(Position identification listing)
________________________________________

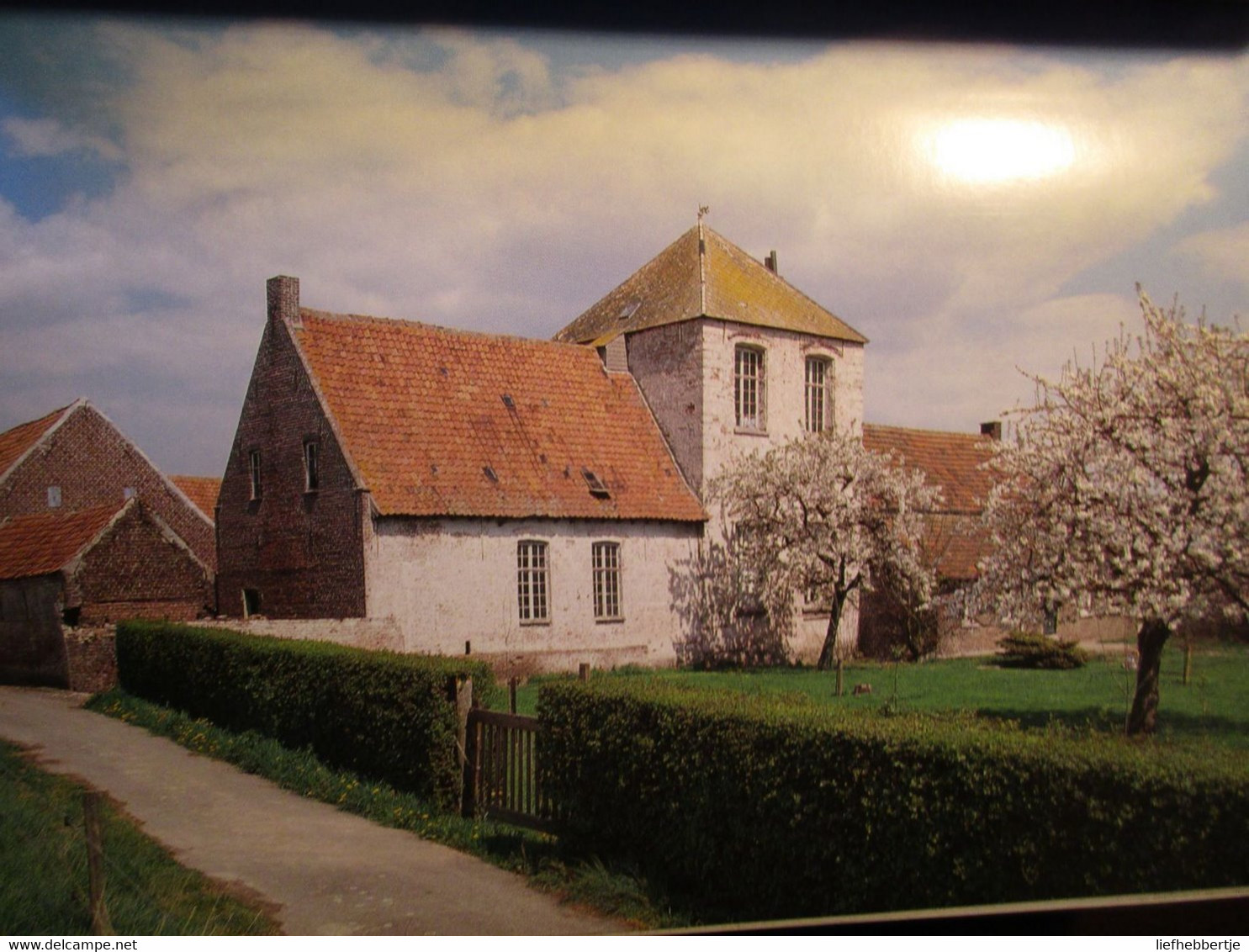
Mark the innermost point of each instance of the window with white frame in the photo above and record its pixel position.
(311, 466)
(749, 388)
(819, 380)
(532, 581)
(254, 473)
(606, 558)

________________________________________

■ Your goal ■
Format every line of the listing above as a JSON list of strings, one string per line, skipping blank lines. Leave the pictures out of your answer.

■ Result of the task ■
[
  "Mark the innermost point of each instance of the window with white frame in the photo above and record its pixel position.",
  "(311, 466)",
  "(749, 388)",
  "(819, 380)",
  "(532, 581)",
  "(254, 473)",
  "(606, 558)"
]